TASK DIRECTIONS: In the passage on tracking down kung fu films, where was the shop with shelves of old-school kung fu films?

DOCUMENT SEGMENT:

Although I grew up on a steady diet of kung fu, Ultraman, and Godzilla (among other things), it wasn’t until the late 1980s that I headed out in search of material beyond that which was served up to me on Saturday afternoon via various themed “theaters” on television. It was a difficult road to travel at the time. These days, you can go pretty much anywhere and find a slew of cheap kungfu films for sale. But not so long ago, getting even the dodgiest fare from across the Pacific required months of searching and dealing with shady tape traders who kept asking if you were interested in their bondage videos or their band’s newest demo when all you wanted was a copy of the latest Jackie Chan film. When I moved to Florida in 1990, I met a guy who shared my love for all things kungfu. It was he who took me to a place on the outskirts of Gainesville that stocked shelves upon shelves of old-school kungfu films. It was one of those moments where your eyes filled with tears, and you want to fall to your knees and mutter “Amitābha!” In those carefree years, few things could bring a glow to my face quite like those familiar notes accompanying an animated seahorse flying through space while an announcer shouted “THIS is an Ocean Shores VIDEO presentation!”

INFORMATION GIVEN:

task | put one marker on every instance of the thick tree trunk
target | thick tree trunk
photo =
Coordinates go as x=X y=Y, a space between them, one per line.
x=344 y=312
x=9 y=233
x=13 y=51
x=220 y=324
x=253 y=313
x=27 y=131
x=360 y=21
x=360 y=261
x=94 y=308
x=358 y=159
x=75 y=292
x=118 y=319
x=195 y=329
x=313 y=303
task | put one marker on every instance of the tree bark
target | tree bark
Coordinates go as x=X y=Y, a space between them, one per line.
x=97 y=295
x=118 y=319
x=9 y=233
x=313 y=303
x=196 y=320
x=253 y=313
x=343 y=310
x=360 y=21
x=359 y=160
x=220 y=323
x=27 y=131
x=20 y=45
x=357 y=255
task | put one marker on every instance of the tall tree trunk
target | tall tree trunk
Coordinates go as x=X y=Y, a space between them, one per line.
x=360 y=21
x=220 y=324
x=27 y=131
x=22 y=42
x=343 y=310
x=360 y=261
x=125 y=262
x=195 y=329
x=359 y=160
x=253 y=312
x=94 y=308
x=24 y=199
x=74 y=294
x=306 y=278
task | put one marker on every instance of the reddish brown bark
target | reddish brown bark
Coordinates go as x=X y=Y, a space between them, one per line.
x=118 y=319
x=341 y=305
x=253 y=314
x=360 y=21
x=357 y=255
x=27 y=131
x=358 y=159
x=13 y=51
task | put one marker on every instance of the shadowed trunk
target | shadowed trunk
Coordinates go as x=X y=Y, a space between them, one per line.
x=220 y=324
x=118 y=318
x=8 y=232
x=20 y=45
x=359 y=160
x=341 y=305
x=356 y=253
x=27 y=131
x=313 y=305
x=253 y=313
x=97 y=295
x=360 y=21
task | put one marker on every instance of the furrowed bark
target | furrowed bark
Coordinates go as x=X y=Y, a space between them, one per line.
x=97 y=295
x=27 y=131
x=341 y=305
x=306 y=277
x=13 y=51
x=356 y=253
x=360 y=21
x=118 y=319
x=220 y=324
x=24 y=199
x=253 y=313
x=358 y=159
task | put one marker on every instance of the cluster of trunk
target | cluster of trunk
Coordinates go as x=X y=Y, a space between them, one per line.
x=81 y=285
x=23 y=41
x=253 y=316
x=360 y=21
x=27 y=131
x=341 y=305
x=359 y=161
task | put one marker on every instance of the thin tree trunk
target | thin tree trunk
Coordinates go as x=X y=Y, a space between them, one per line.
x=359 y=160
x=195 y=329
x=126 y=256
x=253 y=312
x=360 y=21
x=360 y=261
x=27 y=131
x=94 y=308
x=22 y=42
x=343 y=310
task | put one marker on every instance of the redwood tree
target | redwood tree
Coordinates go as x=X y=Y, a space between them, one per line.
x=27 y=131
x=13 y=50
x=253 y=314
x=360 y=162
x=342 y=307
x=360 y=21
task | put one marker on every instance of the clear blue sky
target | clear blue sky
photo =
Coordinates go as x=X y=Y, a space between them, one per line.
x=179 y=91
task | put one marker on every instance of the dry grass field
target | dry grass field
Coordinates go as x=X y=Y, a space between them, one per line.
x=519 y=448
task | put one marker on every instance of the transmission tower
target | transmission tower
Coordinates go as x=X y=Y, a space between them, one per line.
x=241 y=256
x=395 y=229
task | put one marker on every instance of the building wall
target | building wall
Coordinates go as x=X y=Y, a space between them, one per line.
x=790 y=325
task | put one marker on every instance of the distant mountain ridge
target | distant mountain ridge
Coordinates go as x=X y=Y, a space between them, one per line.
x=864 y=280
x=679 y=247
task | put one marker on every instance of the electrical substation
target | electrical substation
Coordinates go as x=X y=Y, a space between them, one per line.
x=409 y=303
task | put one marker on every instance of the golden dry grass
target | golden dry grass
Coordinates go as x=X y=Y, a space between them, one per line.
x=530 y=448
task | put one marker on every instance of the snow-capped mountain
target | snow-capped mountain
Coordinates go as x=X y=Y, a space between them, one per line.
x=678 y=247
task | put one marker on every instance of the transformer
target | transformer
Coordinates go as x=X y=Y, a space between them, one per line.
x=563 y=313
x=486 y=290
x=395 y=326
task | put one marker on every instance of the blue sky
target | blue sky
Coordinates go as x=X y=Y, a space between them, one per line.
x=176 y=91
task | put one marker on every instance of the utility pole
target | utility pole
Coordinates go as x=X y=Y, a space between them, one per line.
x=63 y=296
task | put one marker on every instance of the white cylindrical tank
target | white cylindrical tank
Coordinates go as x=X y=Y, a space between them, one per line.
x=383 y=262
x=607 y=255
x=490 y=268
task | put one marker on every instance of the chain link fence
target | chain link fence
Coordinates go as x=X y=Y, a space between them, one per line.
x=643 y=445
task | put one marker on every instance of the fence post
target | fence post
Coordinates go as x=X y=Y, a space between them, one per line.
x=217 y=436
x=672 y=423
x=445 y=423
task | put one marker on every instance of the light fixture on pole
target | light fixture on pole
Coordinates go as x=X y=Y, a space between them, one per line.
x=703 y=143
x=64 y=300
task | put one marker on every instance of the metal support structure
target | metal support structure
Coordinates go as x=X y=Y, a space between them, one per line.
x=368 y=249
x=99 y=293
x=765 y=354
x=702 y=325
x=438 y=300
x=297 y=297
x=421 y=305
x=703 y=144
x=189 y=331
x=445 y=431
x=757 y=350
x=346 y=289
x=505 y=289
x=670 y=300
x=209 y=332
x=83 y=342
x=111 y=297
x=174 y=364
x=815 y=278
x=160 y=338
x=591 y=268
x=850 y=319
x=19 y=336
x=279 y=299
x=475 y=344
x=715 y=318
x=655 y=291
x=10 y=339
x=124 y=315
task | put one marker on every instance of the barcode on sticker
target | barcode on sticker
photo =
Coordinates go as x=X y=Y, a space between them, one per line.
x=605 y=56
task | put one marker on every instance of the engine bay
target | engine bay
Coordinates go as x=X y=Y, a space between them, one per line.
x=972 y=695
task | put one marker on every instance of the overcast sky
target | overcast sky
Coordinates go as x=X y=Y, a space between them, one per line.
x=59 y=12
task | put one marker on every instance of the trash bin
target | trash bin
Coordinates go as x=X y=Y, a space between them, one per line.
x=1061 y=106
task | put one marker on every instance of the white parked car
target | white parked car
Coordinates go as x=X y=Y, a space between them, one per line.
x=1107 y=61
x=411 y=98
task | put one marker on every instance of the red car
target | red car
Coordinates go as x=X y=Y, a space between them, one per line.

SOLVED EXERCISE: On the outskirts of Gainesville.